PENGGALAN TEKS:
Meski otoritarianisme Orde Baru telah berhasil disingkirkan dan kehidupan politik Indonesia semakin demokratis, namun ancaman-ancaman terhadap Hak Asasi Manusia (HAM) tidaklah semerta-merta lenyap.
Jika pada masa orde baru berkuasa dulu, ancaman HAM didominasi oleh Negara sebagai pelaku, maka pasca 1998 kondisinya berbeda, dimana pelaku ancaman dan pelanggaran itu sendiri semakin beragam. Negara tidak lagi menjadi faktor determinan sebagai ancaman terhadap HAM. Yang menjadi faktor determinan, justru dari masyarakat sendiri.

BAGIAN LATIHAN:
[1] Salin dengan persis bagian penggalan teks mulai dari "Meski otoritarianisme Orde" sampai dengan "tidaklah semerta-merta lenyap.".
[2] Alihbahasakan kalimat dari penggalan teks berikut ke dalam bahasa Inggris: "Negara tidak lagi menjadi faktor determinan sebagai ancaman terhadap HAM."
Baris-baris yang tersedia tidak diperlukan dalam latihan ini.

DATA YANG DIBERIKAN:
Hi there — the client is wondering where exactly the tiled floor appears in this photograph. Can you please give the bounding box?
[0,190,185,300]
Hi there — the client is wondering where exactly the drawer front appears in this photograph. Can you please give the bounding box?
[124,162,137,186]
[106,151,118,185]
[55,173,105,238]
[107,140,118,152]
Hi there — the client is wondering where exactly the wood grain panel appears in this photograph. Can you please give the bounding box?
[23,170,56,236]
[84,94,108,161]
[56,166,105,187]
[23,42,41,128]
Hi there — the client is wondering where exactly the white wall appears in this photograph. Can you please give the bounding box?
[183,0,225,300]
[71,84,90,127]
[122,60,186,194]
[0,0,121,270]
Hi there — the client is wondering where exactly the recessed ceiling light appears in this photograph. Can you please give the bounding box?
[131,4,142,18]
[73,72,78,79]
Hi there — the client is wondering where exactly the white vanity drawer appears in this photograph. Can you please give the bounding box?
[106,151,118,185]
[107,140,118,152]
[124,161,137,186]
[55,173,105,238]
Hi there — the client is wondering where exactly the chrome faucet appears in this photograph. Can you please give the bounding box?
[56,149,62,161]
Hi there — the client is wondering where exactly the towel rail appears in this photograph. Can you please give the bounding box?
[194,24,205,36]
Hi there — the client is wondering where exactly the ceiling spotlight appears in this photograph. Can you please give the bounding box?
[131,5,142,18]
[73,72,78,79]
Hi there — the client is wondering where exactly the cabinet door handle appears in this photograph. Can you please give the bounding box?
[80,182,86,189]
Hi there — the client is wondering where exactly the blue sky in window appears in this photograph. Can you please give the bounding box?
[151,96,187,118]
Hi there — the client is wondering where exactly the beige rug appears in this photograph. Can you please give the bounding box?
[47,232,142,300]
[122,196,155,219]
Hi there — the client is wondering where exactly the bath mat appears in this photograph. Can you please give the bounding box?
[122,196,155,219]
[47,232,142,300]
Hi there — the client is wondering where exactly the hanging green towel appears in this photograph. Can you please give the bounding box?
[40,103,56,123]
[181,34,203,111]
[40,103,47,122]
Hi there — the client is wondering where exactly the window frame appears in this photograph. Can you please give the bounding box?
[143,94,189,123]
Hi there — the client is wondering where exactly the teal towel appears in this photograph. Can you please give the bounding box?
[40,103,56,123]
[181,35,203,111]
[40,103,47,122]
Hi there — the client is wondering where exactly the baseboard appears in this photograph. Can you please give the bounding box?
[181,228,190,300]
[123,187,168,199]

JAWABAN TERTULIS:
[1]
Meski otoritarianisme Orde Baru telah berhasil disingkirkan dan kehidupan politik Indonesia semakin demokratis, namun ancaman-ancaman terhadap Hak Asasi Manusia (HAM) tidaklah semerta-merta lenyap.

[2] The state is no longer the determining factor as a threat to human rights.